- _EXCERPT PROVIDED_:
# New to RP, any tips?



## Nightlock (Jul 28, 2018)

Just what it says in the title (hopefully this is the right thread to ask this on, heh )

I'm really passionate and comfortable with my writing ability but I'm also completely new to the whole RP scene. Any and all advice is appreciated! x


----------



## Open_Mind (Jul 29, 2018)

I'm surprised to be the first one to respond to you! RP is a great way of immersing yourself in your 'sona's character and exploring everything from adventure to romance. But it can certainly be intimidating to create a story _on the fly_ with one or more other people. I was completely new to it when I started about six months ago. Here's some of the things I've learned.

-- There is no 'right' or 'wrong' way to RP. Different styles work in different situations and with different people. You will find one that you're most comfortable with, but be flexible.

-- Agree on the broad plot and "don't cross" lines  before you get started. It will prevent misunderstandings and that awkward moment when your adventure tale veers into NSFW territory.

-- In general, I use "1st Person" in my RP.  But
 3rd Person is good for summarizing large scenes, flashbacks, or "floating POV" between dialog. Don't worry to much though... I always found that the partners or group seemed to settle almost automatically into a rhythm that matched the story.

-- Try to match yourself up with RP partners that match your level of detail. Few things are as frustrating as spending 20 minutes on a detailed, multi-paragraph post just to have your partner reply with a few words or a single sentence. I've had several times when I've politely ended the story when it became clear the writing styles just didn't match.

-- Be careful not to overextend yourself. It depends on how much time you have to write, but in my case I try not to have more than two stories going at a time. Keeping your partner(s) waiting too long for a reply is frustrating to them and stressful to you.

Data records
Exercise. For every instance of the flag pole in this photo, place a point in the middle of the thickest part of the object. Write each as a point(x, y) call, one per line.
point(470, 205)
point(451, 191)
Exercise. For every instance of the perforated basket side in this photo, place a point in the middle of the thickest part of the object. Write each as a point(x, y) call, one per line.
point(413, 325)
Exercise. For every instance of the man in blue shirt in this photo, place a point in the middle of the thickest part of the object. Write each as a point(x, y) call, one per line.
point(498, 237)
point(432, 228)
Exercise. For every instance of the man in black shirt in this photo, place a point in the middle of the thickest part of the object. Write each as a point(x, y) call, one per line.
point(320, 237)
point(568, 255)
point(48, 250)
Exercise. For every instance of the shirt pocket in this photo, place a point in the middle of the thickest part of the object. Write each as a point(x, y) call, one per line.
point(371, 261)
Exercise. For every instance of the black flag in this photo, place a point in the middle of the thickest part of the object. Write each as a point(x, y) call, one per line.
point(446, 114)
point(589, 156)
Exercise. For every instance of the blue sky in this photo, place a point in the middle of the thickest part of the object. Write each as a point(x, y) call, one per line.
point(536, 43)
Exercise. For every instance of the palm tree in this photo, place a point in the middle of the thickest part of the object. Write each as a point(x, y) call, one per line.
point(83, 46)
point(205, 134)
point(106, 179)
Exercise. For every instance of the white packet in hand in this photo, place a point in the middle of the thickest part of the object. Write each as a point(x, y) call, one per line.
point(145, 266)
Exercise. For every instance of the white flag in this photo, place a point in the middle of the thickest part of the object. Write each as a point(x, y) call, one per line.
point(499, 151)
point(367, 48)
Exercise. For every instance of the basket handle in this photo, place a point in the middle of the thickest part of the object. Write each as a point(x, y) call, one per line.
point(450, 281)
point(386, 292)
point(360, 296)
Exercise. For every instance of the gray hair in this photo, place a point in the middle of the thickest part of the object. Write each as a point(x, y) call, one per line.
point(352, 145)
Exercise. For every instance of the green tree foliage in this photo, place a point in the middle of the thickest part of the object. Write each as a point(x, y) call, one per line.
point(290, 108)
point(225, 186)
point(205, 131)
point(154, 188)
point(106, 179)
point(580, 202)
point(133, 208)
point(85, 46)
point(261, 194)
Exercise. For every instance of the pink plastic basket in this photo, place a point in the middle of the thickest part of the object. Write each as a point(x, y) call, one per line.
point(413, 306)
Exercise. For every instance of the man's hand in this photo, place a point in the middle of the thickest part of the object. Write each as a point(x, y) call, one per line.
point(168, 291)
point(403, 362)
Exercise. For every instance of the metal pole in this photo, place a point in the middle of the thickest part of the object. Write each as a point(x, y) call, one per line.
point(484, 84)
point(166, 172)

- _WHAT TO PRODUCE_:
Quote the first sentence of each tip marked with a double dash in the forum thread about getting started in RP.

- _TASK OUTPUT_:
- There is no 'right' or 'wrong' way to RP.
- Agree on the broad plot and "don't cross" lines before you get started.
- In general, I use "1st Person" in my RP.
- Try to match yourself up with RP partners that match your level of detail.
- Be careful not to overextend yourself.